### DATA LISTING ###
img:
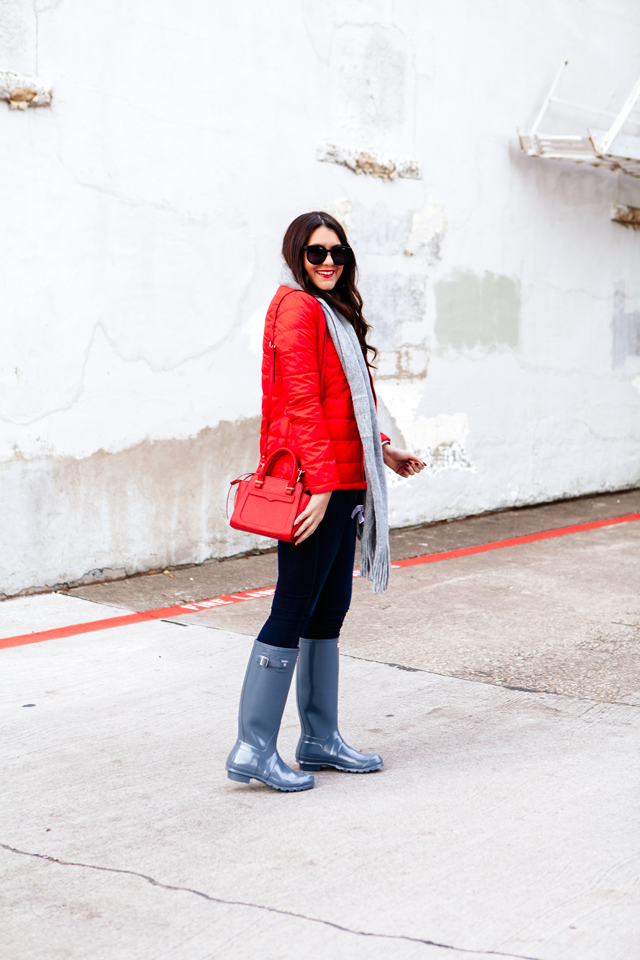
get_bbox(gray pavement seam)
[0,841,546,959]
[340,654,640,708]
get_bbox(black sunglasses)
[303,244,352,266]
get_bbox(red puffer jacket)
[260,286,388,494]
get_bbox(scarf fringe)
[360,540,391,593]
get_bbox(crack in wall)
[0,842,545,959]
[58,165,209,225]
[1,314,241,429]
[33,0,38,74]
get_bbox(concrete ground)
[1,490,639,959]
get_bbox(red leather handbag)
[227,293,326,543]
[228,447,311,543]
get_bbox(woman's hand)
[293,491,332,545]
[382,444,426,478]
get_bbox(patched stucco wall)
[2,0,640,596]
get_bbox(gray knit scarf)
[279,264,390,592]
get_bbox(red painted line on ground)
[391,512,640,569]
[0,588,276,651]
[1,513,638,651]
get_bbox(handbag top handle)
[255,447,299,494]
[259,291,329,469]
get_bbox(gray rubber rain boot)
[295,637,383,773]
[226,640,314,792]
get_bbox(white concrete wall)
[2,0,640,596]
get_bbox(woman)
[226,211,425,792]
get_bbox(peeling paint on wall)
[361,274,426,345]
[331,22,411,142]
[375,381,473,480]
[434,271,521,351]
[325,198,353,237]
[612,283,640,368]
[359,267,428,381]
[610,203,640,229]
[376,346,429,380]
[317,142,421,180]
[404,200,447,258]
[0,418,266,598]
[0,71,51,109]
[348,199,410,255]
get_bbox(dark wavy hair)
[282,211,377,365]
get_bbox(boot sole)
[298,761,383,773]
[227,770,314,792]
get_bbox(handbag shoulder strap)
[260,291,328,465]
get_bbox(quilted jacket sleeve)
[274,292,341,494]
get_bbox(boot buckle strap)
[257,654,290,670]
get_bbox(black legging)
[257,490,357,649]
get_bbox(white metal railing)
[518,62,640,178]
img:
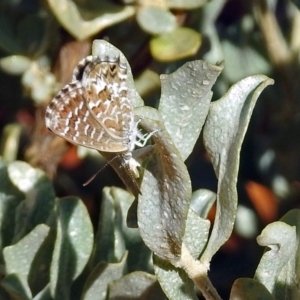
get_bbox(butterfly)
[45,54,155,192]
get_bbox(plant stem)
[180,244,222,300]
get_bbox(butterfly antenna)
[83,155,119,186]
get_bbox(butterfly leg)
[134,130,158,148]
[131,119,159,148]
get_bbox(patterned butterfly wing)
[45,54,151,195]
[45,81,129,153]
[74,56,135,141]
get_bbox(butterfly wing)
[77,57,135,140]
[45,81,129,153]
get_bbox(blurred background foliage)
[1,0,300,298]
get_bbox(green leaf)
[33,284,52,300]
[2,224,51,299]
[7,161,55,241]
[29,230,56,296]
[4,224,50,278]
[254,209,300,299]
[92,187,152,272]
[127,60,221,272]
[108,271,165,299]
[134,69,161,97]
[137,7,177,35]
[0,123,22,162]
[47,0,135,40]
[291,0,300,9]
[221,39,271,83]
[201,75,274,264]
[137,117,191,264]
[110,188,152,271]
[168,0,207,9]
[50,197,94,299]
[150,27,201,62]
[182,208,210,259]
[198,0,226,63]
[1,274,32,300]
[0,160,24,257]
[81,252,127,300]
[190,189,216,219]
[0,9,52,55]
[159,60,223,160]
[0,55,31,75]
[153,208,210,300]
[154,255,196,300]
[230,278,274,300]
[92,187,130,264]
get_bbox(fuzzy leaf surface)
###
§ TASK DETAILS
Copy out every line of the data above, taking care to leave the pictures out.

§ EXERCISE ANSWER
img:
get_bbox(gray pavement seam)
[0,841,546,959]
[340,654,640,708]
get_bbox(black sunglasses)
[303,244,352,266]
get_bbox(red puffer jacket)
[260,286,388,494]
get_bbox(scarf fringe)
[360,540,391,593]
get_bbox(crack in wall)
[0,842,545,959]
[58,165,209,225]
[1,314,241,429]
[33,0,38,74]
get_bbox(concrete ground)
[1,490,639,959]
get_bbox(red leather handbag)
[227,293,326,543]
[228,447,311,543]
get_bbox(woman's hand)
[293,491,332,545]
[382,444,426,478]
get_bbox(patched stucco wall)
[2,0,640,596]
get_bbox(gray knit scarf)
[279,264,390,592]
get_bbox(red painted line on ground)
[391,512,640,569]
[0,588,276,651]
[1,513,638,651]
get_bbox(handbag top handle)
[255,447,299,494]
[259,291,329,469]
get_bbox(gray rubber rain boot)
[295,637,383,773]
[226,640,314,792]
get_bbox(white concrete wall)
[2,0,640,596]
get_bbox(woman)
[226,211,425,792]
get_bbox(peeling paint on wall)
[361,274,426,345]
[331,22,411,142]
[375,381,473,480]
[434,271,521,351]
[325,198,353,237]
[612,283,640,368]
[359,267,428,381]
[610,203,640,229]
[376,346,429,380]
[317,142,421,180]
[404,200,447,258]
[0,418,266,598]
[0,71,51,109]
[348,199,410,255]
get_bbox(dark wavy hair)
[282,211,377,365]
get_bbox(boot sole)
[298,761,383,773]
[227,770,314,792]
get_bbox(handbag shoulder strap)
[260,291,328,465]
get_bbox(quilted jacket sleeve)
[274,292,341,494]
get_bbox(boot buckle strap)
[257,654,290,670]
get_bbox(black legging)
[257,490,357,649]
get_bbox(white metal railing)
[518,62,640,178]
img:
get_bbox(butterfly)
[45,54,155,192]
get_bbox(plant stem)
[180,244,222,300]
get_bbox(butterfly antenna)
[83,155,119,186]
get_bbox(butterfly leg)
[134,130,158,148]
[131,119,159,148]
get_bbox(patterned butterfly wing)
[45,54,151,195]
[45,81,129,153]
[74,56,135,141]
get_bbox(butterfly wing)
[77,57,135,140]
[45,81,129,153]
get_bbox(blurred background foliage)
[1,0,300,298]
get_bbox(green leaf)
[33,284,52,300]
[2,224,51,299]
[7,161,55,241]
[29,230,56,296]
[4,224,50,278]
[254,209,300,299]
[92,187,152,272]
[127,60,221,272]
[108,271,165,299]
[134,69,161,97]
[137,7,177,35]
[0,123,22,162]
[47,0,135,40]
[291,0,300,9]
[221,39,271,83]
[201,75,274,264]
[137,117,191,264]
[110,188,152,271]
[168,0,207,9]
[50,197,94,299]
[150,27,201,62]
[182,208,210,259]
[198,0,226,63]
[1,274,32,300]
[0,160,24,257]
[81,252,127,300]
[190,189,216,219]
[0,9,52,55]
[159,60,223,160]
[0,55,31,75]
[153,208,210,300]
[154,255,196,300]
[230,278,274,300]
[92,187,130,264]
get_bbox(fuzzy leaf surface)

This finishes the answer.